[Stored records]
:::

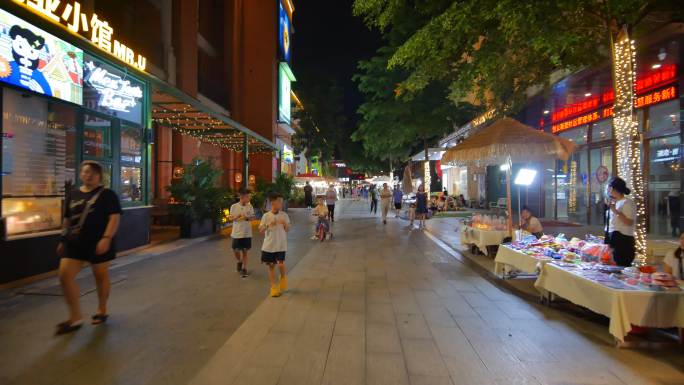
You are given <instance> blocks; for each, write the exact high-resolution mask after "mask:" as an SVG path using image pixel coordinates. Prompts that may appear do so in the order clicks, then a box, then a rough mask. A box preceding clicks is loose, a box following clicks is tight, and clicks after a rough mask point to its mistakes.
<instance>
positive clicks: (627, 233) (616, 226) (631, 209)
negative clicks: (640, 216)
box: [608, 197, 636, 237]
mask: <svg viewBox="0 0 684 385" xmlns="http://www.w3.org/2000/svg"><path fill="white" fill-rule="evenodd" d="M615 209H616V210H617V211H620V212H621V213H623V214H624V215H625V216H626V217H627V218H629V219H632V220H633V219H634V214H635V213H636V208H635V205H634V201H633V200H631V199H629V198H627V197H625V198H623V199H621V200H619V201H617V202H615ZM613 231H619V232H620V233H622V235H628V236H630V237H633V236H634V225H632V226H628V225H627V224H625V222H623V221H622V219H620V218H618V216H617V215H616V214H615V213H614V212H612V211H611V212H610V221H609V222H608V233H612V232H613Z"/></svg>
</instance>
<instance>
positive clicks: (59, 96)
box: [0, 10, 83, 105]
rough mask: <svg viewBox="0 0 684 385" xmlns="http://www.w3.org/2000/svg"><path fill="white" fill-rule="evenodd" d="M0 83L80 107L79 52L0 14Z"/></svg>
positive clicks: (68, 46) (35, 30) (61, 41)
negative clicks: (67, 101)
mask: <svg viewBox="0 0 684 385" xmlns="http://www.w3.org/2000/svg"><path fill="white" fill-rule="evenodd" d="M0 81H3V82H5V83H9V84H12V85H15V86H18V87H22V88H25V89H27V90H31V91H34V92H37V93H40V94H43V95H47V96H52V97H55V98H59V99H62V100H66V101H68V102H72V103H76V104H79V105H80V104H81V103H82V101H83V51H82V50H80V49H78V48H76V47H74V46H73V45H71V44H69V43H67V42H65V41H63V40H61V39H58V38H56V37H54V36H52V35H50V34H49V33H47V32H45V31H43V30H41V29H38V28H36V27H34V26H32V25H31V24H29V23H27V22H25V21H24V20H22V19H20V18H18V17H16V16H14V15H12V14H10V13H7V12H6V11H4V10H0Z"/></svg>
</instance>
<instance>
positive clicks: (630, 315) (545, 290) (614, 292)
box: [534, 260, 684, 341]
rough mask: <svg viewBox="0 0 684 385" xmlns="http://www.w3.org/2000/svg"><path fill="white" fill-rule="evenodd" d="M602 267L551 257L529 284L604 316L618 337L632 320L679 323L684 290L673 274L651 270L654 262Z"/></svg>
mask: <svg viewBox="0 0 684 385" xmlns="http://www.w3.org/2000/svg"><path fill="white" fill-rule="evenodd" d="M601 270H602V266H601V264H600V263H595V262H582V263H580V264H574V263H567V262H563V261H562V260H559V261H553V262H550V263H547V264H544V265H543V266H542V268H541V271H540V273H539V277H538V278H537V281H536V282H535V284H534V286H535V287H536V288H537V289H538V290H539V291H540V292H541V293H545V296H547V295H548V294H553V295H555V296H558V297H561V298H564V299H566V300H568V301H570V302H572V303H574V304H576V305H580V306H583V307H585V308H587V309H589V310H591V311H593V312H595V313H598V314H603V315H605V316H607V317H608V318H610V324H609V331H610V333H611V334H612V335H613V336H614V337H615V338H616V339H617V340H619V341H624V338H625V336H626V335H627V334H628V333H629V332H630V330H632V328H633V326H640V327H653V328H670V327H678V328H684V291H682V289H681V288H680V287H678V286H677V284H676V283H674V285H673V279H672V276H670V275H669V274H664V273H654V271H655V267H654V266H643V267H640V268H638V269H637V268H629V267H628V268H617V267H616V269H615V271H616V272H612V273H608V272H604V271H601ZM618 271H619V272H618ZM654 274H655V280H654V279H653V278H654ZM637 276H638V277H639V279H638V280H636V278H635V277H637ZM680 284H682V283H681V282H680ZM548 298H549V299H550V298H552V297H551V296H548Z"/></svg>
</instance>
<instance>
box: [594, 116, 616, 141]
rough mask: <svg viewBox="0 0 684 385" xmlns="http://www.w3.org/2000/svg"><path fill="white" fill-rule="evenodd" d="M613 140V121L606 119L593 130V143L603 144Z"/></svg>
mask: <svg viewBox="0 0 684 385" xmlns="http://www.w3.org/2000/svg"><path fill="white" fill-rule="evenodd" d="M612 138H613V119H605V120H602V121H600V122H598V123H596V124H594V127H592V128H591V141H592V142H593V143H596V142H603V141H604V140H609V139H612Z"/></svg>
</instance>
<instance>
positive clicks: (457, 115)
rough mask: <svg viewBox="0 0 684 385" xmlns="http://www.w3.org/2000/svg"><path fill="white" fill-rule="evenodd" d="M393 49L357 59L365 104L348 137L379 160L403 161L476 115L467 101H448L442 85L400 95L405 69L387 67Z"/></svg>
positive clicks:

:::

- [What the task asks]
Give back every record exactly. Omit the pictures.

- [Task response]
You are given <instance> blocks; for each, write the exact high-resolution mask after "mask:" as an SVG path using image pixel coordinates. Prompts that may appear do so in the order clicks, then a box, then a rough mask. A box preceding clicks is loose, a box following clicks is tight, and clicks after a rough mask point to its mistakes.
<instance>
positive clicks: (627, 233) (616, 226) (631, 209)
negative clicks: (640, 216)
box: [608, 197, 636, 237]
mask: <svg viewBox="0 0 684 385" xmlns="http://www.w3.org/2000/svg"><path fill="white" fill-rule="evenodd" d="M615 209H616V210H617V211H620V212H621V213H623V214H624V215H625V216H626V217H627V218H629V219H632V220H633V219H634V214H635V213H636V208H635V205H634V201H633V200H631V199H629V198H627V197H625V198H623V199H621V200H619V201H617V202H615ZM613 231H619V232H620V233H622V235H628V236H630V237H633V236H634V225H632V226H628V225H627V224H625V222H623V221H622V219H620V218H618V216H617V215H616V214H615V213H614V212H612V211H611V212H610V221H609V222H608V233H612V232H613Z"/></svg>
</instance>
<instance>
positive clicks: (59, 96)
box: [0, 10, 83, 105]
rough mask: <svg viewBox="0 0 684 385" xmlns="http://www.w3.org/2000/svg"><path fill="white" fill-rule="evenodd" d="M0 83L80 107L79 52L0 14Z"/></svg>
positive clicks: (68, 46) (35, 30) (61, 41)
negative clicks: (67, 101)
mask: <svg viewBox="0 0 684 385" xmlns="http://www.w3.org/2000/svg"><path fill="white" fill-rule="evenodd" d="M0 81H3V82H5V83H9V84H12V85H15V86H18V87H22V88H25V89H27V90H31V91H34V92H37V93H40V94H43V95H47V96H52V97H55V98H59V99H62V100H66V101H68V102H72V103H76V104H79V105H80V104H81V103H82V101H83V51H82V50H80V49H78V48H76V47H74V46H73V45H71V44H69V43H67V42H65V41H63V40H61V39H58V38H56V37H54V36H52V35H50V34H49V33H47V32H45V31H43V30H41V29H38V28H36V27H34V26H32V25H31V24H29V23H27V22H25V21H24V20H22V19H20V18H18V17H16V16H14V15H12V14H10V13H7V12H6V11H4V10H0Z"/></svg>
</instance>
<instance>
positive clicks: (630, 315) (545, 290) (614, 292)
box: [534, 260, 684, 341]
rough mask: <svg viewBox="0 0 684 385" xmlns="http://www.w3.org/2000/svg"><path fill="white" fill-rule="evenodd" d="M602 267L551 257L529 284L604 316L618 337L632 320L679 323L684 290L673 274L651 270L654 262Z"/></svg>
mask: <svg viewBox="0 0 684 385" xmlns="http://www.w3.org/2000/svg"><path fill="white" fill-rule="evenodd" d="M601 270H602V266H601V264H600V263H595V262H582V263H580V264H574V263H567V262H563V261H562V260H559V261H553V262H550V263H547V264H544V265H543V266H542V268H541V271H540V273H539V277H538V278H537V281H536V282H535V284H534V286H535V287H536V288H537V289H538V290H539V291H540V292H541V293H545V296H547V295H548V294H553V295H555V296H558V297H561V298H564V299H566V300H568V301H570V302H572V303H574V304H576V305H580V306H583V307H585V308H587V309H589V310H591V311H593V312H595V313H598V314H603V315H605V316H607V317H608V318H610V324H609V331H610V333H611V334H612V335H613V336H614V337H615V338H616V339H617V340H619V341H624V338H625V336H626V335H627V334H628V333H629V332H630V330H632V328H633V326H640V327H653V328H670V327H678V328H684V291H682V289H681V288H680V287H678V286H677V284H676V283H674V285H673V279H672V276H670V275H669V274H664V273H654V271H655V267H654V266H643V267H640V268H638V269H637V268H629V267H628V268H617V267H616V269H615V271H616V272H612V273H608V272H604V271H601ZM618 271H619V272H618ZM654 274H655V280H654V279H653V278H654ZM637 276H638V277H639V279H638V280H636V278H635V277H637ZM680 284H682V283H681V282H680ZM548 298H549V299H550V298H552V297H551V296H548Z"/></svg>
</instance>
<instance>
box: [594, 116, 616, 141]
rough mask: <svg viewBox="0 0 684 385" xmlns="http://www.w3.org/2000/svg"><path fill="white" fill-rule="evenodd" d="M613 140V121L606 119L593 130V143L603 144Z"/></svg>
mask: <svg viewBox="0 0 684 385" xmlns="http://www.w3.org/2000/svg"><path fill="white" fill-rule="evenodd" d="M612 138H613V119H605V120H602V121H600V122H598V123H596V124H594V127H592V128H591V141H592V142H593V143H596V142H603V141H604V140H609V139H612Z"/></svg>
</instance>
<instance>
positive clicks: (457, 115)
rough mask: <svg viewBox="0 0 684 385" xmlns="http://www.w3.org/2000/svg"><path fill="white" fill-rule="evenodd" d="M393 49L357 59L365 104L348 137L379 160L403 161L476 115L467 101H448L442 85L400 95L405 69L387 67Z"/></svg>
positive clicks:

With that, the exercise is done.